**Requirement**
Please say whether each statement agrees with the passage below on Dstl's search for a chief executive: 1. Gary Aitkenhead left Dstl for the private sector. 2. Candidates for the post must have experience of operating in defence and security. 3. Dstl has fewer than 4,000 staff. For each, answer yes or no and quote the words of the passage that decide it.

**Passage**
|---|

The Defence Science and Technology Laboratory has kicked off its hunt for a new chief executive, three months after Gary Aitkenhead quit the Ministry of Defence executive agency to return to the private sector.
Dstl is offering £146,000 a year plus a performance bonus worth up to £17,500 to Aitkenhead’s successor. The agency’s job advertisement noted that a reward package worth more could be agreed for an “exceptional candidate”, subject to the nod from HM Treasury and ministerial approval.
Former chief exec Aitkenhead is now senior vice president for Europe and the Middle East at global data-centre operator Equinix. He had a base salary of £140,000-£145,000 and a non-consolidated performance award banded at £30,000-£35,000 according to Dstl’s 2019-2020 annual report and accounts, the most recent currently available.
Dstl is based at Porton Down in Wiltshire. It has more than 4,500 staff, predominantly civil servants who are scientists and engineers, and an annual turnover of “circa £700m”. Last month it announced plans to hire an additional 300 staff – including physicists, scientists, engineers, technologists and leaders over the coming weeks.
It said the chief executive of the organisation was a “highly visible role” that would “suit an outstanding senior leader who is both experienced and credible at the board level”.
Dstl said the successful candidate did not necessarily need experience of operating in defence and security, but should have a track record of running a large, complex organisation or business unit of similar size, scale, and ambition.
MoD chief operating officer Mike Baker said science and technology had never been more important for the defence sector and the nation. In the candidate pack for the chief-exec job he pointed to the government’s vision for the UK to become a “science and technology superpower” in the recently published Integrated Review of security, defence, development and foreign policy.
“Dstl has provided critical support and expertise during some of the most high-profile events the United Kingdom has seen in recent years, including the response to the Salisbury nerve agent attack and the response to the Covid-19 pandemic,” he said.

|---|

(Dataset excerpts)
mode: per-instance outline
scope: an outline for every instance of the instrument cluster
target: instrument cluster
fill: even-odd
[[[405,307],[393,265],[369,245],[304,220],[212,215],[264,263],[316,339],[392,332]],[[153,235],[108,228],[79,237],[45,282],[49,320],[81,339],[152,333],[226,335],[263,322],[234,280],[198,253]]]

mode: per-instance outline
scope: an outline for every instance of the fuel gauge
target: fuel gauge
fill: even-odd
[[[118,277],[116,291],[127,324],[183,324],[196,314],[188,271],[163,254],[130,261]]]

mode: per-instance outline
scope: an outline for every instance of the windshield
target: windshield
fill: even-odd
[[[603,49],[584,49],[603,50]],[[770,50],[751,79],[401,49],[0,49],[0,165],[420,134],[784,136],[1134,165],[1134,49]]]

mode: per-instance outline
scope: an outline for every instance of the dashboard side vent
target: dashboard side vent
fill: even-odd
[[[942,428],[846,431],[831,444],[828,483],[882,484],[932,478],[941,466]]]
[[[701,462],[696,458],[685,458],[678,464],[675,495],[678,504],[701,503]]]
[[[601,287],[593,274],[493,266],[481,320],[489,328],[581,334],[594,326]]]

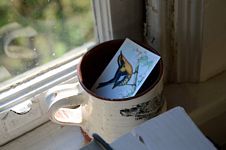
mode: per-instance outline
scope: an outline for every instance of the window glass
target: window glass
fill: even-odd
[[[0,82],[94,41],[89,0],[1,0]]]

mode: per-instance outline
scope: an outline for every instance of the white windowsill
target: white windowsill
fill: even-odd
[[[194,120],[204,130],[204,133],[216,143],[225,144],[225,129],[211,125],[225,124],[219,117],[226,113],[226,73],[200,84],[179,84],[165,86],[165,96],[168,107],[183,106]],[[206,130],[207,129],[207,130]],[[209,129],[209,130],[208,130]],[[213,129],[214,133],[213,134]],[[221,134],[220,134],[220,133]],[[84,143],[79,127],[60,126],[47,122],[29,133],[4,145],[2,150],[75,150]]]
[[[84,145],[79,127],[47,122],[0,147],[1,150],[77,150]]]

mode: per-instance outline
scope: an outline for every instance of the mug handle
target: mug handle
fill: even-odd
[[[50,89],[45,97],[50,120],[62,125],[81,126],[84,122],[83,91],[78,82],[58,85]]]

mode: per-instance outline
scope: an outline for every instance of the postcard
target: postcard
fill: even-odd
[[[126,39],[91,90],[108,99],[135,96],[159,59],[160,56]]]

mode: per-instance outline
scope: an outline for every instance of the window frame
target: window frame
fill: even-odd
[[[127,6],[127,4],[129,5]],[[131,0],[92,0],[96,43],[89,43],[88,45],[78,47],[68,52],[62,58],[27,71],[4,83],[5,86],[0,88],[0,120],[11,119],[13,122],[19,116],[24,116],[24,120],[29,119],[30,121],[26,124],[20,123],[20,128],[13,130],[12,133],[8,133],[5,126],[1,128],[0,134],[4,136],[0,137],[0,145],[48,121],[47,108],[44,102],[46,91],[58,84],[77,82],[76,67],[83,54],[92,46],[114,38],[129,37],[135,40],[142,40],[143,22],[141,21],[143,20],[140,18],[133,20],[134,22],[140,22],[139,24],[129,24],[128,21],[125,21],[128,18],[130,20],[133,18],[134,6],[137,6],[137,4],[141,6],[143,2]],[[126,9],[119,11],[120,8],[117,5],[120,5],[119,7],[126,7]],[[142,7],[136,7],[136,9],[139,15],[143,15]],[[121,15],[120,19],[118,19],[119,15]],[[132,32],[134,28],[136,30]],[[78,49],[80,51],[76,52]],[[8,115],[12,113],[10,108],[26,100],[31,100],[34,102],[34,105],[40,103],[38,104],[40,105],[38,109],[41,109],[41,116],[39,118],[37,116],[36,118],[35,116],[29,116],[29,113],[28,115]]]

|---|

**Answer to this task**
1. Yes: "to return to the private sector"
2. No: "did not necessarily need experience of operating in defence and security"
3. No: "It has more than 4,500 staff"